Instruction: Take the line that contains "Mark every instance of the metal pole" as the first and the last line of the material as the final one; set down exactly the lines in that span.

Material provided:
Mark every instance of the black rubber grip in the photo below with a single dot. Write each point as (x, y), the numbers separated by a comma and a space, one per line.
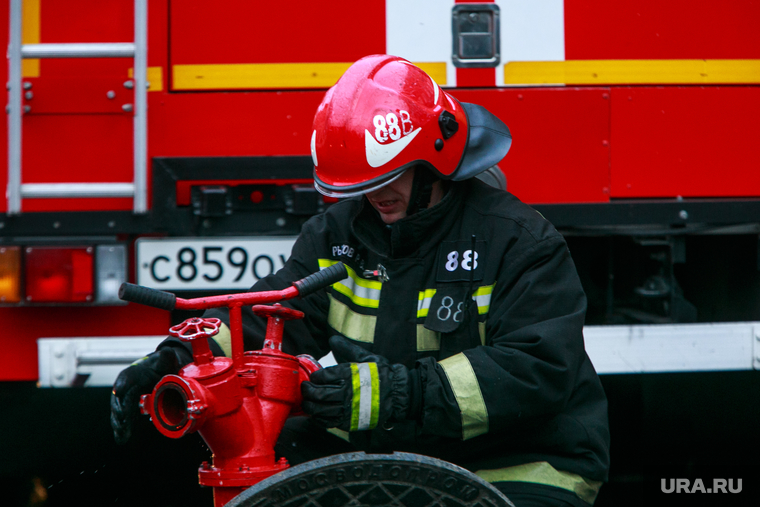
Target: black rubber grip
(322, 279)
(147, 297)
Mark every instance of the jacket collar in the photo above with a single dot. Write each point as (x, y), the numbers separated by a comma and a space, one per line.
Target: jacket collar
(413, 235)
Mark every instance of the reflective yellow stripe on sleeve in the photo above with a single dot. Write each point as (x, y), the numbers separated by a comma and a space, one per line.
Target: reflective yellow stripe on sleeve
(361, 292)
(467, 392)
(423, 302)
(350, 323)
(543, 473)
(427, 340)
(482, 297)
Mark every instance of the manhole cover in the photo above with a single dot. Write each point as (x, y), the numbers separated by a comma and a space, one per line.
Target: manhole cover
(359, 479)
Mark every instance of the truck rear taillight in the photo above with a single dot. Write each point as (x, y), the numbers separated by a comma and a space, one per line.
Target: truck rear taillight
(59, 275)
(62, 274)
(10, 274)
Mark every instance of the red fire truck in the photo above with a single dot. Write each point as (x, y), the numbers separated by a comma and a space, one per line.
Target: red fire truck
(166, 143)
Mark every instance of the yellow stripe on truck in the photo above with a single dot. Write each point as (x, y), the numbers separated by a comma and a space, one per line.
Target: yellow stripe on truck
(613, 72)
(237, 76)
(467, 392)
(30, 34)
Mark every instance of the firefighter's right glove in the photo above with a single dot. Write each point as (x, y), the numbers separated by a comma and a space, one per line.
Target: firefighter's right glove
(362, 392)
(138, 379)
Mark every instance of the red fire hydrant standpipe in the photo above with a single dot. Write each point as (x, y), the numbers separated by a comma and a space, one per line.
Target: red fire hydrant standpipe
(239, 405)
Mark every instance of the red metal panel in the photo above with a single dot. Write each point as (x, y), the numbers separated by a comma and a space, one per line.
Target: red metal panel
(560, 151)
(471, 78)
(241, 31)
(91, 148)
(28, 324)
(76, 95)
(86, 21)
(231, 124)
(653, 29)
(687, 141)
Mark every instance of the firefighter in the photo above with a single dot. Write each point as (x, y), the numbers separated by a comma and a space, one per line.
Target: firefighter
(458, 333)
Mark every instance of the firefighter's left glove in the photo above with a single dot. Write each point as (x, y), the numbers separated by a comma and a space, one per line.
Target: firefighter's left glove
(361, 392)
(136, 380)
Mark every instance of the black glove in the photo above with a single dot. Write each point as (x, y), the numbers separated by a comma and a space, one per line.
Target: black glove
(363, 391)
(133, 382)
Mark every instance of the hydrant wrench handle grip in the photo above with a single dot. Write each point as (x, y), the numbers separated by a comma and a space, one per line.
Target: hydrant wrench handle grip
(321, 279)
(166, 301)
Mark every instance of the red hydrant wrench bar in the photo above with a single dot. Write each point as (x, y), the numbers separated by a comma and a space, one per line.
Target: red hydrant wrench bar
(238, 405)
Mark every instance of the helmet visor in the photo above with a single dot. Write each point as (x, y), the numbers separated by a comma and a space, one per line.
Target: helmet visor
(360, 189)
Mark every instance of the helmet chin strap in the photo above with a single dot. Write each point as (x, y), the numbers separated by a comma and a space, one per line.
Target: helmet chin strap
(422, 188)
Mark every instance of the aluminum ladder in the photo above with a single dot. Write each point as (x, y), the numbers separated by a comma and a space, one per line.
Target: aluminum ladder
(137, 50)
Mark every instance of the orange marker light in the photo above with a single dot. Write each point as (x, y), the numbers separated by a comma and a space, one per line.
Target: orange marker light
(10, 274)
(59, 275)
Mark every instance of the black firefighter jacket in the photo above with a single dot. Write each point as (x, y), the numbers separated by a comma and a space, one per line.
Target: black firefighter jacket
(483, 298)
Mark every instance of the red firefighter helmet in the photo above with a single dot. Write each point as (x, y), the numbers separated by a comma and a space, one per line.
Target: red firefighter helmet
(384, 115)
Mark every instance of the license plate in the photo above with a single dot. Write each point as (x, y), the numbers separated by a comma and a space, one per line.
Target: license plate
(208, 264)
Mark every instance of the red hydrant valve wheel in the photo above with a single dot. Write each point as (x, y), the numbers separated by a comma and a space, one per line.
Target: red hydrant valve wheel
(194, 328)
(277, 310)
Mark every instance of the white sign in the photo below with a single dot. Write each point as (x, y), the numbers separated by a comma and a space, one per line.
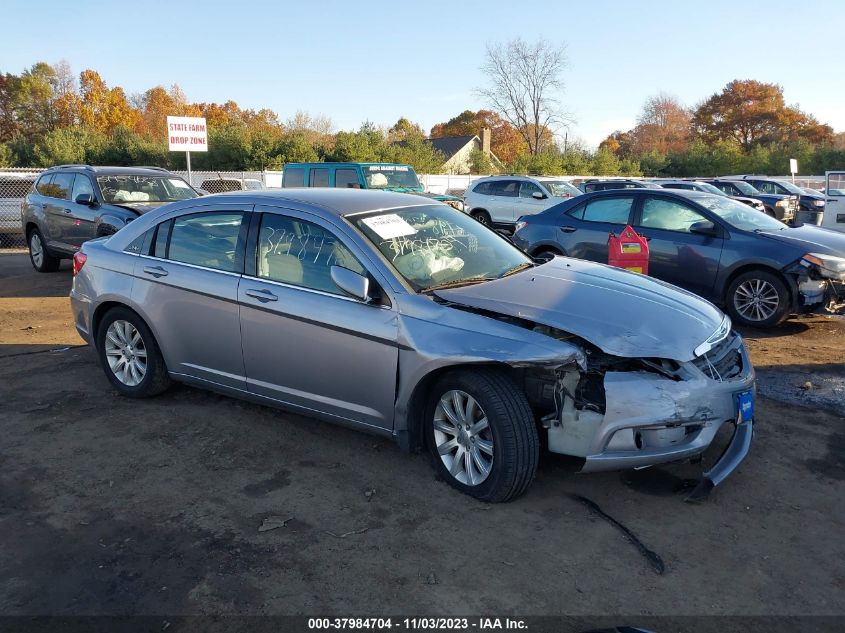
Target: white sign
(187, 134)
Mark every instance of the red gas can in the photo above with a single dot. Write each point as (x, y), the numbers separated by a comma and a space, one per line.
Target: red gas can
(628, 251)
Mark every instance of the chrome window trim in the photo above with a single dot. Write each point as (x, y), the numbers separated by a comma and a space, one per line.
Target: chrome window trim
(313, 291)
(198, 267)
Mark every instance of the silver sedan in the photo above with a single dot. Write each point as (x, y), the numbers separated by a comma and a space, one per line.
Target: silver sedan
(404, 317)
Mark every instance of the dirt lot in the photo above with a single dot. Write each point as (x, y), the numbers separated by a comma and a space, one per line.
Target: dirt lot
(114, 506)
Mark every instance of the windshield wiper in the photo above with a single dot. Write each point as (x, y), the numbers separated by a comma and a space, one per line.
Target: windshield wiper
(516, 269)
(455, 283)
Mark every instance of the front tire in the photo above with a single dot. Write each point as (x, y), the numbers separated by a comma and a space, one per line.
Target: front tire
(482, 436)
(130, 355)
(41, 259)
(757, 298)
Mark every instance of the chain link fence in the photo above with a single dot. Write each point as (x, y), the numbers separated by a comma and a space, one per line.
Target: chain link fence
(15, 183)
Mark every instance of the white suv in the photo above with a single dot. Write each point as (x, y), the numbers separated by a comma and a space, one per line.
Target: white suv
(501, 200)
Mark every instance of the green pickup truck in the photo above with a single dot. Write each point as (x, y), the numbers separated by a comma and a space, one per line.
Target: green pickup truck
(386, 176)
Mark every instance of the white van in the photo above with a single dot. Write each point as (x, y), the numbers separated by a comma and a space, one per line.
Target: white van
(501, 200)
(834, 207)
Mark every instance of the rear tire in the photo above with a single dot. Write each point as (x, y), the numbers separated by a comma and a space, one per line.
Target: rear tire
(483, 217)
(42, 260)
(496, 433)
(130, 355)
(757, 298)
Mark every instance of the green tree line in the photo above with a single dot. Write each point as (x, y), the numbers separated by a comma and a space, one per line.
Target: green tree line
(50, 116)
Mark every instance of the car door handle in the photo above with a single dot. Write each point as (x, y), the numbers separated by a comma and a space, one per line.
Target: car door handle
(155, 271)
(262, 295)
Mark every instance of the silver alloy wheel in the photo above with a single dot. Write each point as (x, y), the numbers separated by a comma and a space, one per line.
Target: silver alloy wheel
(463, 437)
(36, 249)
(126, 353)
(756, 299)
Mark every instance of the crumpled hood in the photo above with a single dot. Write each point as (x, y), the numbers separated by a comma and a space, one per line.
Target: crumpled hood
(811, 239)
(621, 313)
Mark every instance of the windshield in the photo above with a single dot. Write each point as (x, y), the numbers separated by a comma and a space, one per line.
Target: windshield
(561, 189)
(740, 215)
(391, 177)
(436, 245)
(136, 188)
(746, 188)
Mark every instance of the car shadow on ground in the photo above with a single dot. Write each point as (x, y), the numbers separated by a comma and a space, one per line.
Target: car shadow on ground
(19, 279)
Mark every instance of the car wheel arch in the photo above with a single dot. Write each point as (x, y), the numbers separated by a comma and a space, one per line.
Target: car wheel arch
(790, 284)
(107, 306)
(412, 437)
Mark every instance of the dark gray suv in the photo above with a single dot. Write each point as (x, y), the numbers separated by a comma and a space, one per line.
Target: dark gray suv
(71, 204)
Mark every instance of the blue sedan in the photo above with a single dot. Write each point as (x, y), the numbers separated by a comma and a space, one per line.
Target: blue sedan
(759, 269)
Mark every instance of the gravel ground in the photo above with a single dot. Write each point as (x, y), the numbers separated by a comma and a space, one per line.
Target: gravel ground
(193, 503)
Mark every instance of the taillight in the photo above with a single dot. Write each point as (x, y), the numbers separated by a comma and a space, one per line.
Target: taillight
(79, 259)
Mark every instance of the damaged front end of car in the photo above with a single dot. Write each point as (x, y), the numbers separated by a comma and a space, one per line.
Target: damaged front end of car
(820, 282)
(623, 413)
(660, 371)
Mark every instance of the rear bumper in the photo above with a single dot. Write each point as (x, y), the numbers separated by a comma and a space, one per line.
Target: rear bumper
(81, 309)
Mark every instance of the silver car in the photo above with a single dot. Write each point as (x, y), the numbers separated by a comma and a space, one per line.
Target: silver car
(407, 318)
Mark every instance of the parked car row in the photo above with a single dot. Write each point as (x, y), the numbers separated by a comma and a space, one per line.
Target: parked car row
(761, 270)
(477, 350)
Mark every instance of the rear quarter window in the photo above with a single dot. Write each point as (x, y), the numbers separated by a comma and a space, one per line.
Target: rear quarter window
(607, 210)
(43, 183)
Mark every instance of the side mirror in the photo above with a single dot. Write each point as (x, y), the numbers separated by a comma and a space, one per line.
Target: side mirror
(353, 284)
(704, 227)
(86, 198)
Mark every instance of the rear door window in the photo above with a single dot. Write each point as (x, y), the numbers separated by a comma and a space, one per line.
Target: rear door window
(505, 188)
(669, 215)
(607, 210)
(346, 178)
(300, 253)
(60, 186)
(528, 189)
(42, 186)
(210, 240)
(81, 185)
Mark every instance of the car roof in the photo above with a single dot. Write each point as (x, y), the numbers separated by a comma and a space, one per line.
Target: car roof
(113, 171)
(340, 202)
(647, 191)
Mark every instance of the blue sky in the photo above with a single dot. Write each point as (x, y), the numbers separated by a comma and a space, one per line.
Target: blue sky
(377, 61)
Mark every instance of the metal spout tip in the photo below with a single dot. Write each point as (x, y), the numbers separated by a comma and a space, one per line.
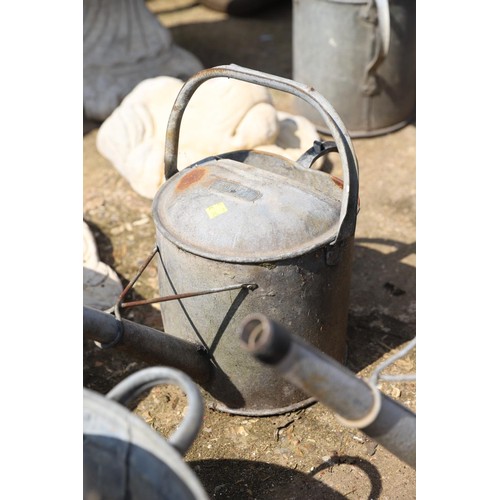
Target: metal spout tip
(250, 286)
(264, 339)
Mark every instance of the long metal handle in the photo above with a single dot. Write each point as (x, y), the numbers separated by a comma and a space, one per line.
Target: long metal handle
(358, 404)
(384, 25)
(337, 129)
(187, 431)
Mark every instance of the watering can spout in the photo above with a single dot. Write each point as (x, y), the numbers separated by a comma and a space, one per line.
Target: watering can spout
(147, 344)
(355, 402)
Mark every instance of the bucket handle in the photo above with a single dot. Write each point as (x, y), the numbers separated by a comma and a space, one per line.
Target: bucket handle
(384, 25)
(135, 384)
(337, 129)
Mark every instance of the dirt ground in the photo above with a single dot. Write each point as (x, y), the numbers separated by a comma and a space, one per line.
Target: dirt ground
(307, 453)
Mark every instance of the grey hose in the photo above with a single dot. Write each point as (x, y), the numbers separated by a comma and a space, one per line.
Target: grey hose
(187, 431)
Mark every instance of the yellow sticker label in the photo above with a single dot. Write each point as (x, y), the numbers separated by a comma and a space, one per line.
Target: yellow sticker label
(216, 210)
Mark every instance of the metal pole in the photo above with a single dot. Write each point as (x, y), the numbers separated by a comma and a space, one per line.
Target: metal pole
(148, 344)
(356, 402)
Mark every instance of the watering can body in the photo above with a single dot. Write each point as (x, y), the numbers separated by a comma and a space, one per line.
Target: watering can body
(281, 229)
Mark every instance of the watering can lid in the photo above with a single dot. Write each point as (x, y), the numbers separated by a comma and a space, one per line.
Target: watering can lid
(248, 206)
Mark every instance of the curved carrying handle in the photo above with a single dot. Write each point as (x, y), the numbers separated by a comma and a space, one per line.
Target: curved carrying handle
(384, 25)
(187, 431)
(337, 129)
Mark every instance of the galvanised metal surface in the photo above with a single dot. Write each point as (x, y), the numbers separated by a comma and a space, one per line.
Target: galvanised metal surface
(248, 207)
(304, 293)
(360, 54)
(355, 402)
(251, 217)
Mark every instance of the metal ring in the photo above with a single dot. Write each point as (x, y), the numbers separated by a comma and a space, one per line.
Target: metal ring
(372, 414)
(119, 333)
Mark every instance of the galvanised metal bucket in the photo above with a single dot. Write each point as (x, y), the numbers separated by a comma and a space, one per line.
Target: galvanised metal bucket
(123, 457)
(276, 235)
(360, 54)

Reply:
Mark every instance of the metal pole in the photo above with a single dot. Write each point as (x, y), the numbers separated by a comma and a space, one per line.
Target: metal pole
(148, 344)
(356, 402)
Mark every instance of the watering can body in the photo above with a single dot. Write each point as (x, y), the numbers separated by a comma and a space, one per line.
Target: watering can body
(281, 229)
Mark every instance of the watering can lid in the photo above with a single dot. Write each point as (x, y), the numbers separated by a comma and a space, one per line.
Target: watering can lid
(248, 206)
Mark every instance of the curved carrying handle in the photo above with a single dot. Write each point as (x, y), the numbers separated by a comma and a space, one per line.
Target: curved carrying handle
(384, 25)
(187, 431)
(337, 129)
Mark every instance of the galvanised metal surface in the photo above with a single dot. Write each point as (x, y), the numbers separated by a comma and a space, one per line.
Target: galvanised metal surface
(248, 207)
(304, 293)
(360, 54)
(355, 402)
(251, 217)
Mark every instance of the metal ring in the photo above with a single dot. Write each point as (x, y), the numbers separated by a comma and a space, one per line.
Target: metal ring
(372, 414)
(119, 333)
Mark every instance of the galvanised metal bucket in the photo above with a single dot. Write each point as (x, y), the numbers separated by a comma and a space, one per line.
Target: galvanised metal bucket
(123, 457)
(276, 235)
(360, 54)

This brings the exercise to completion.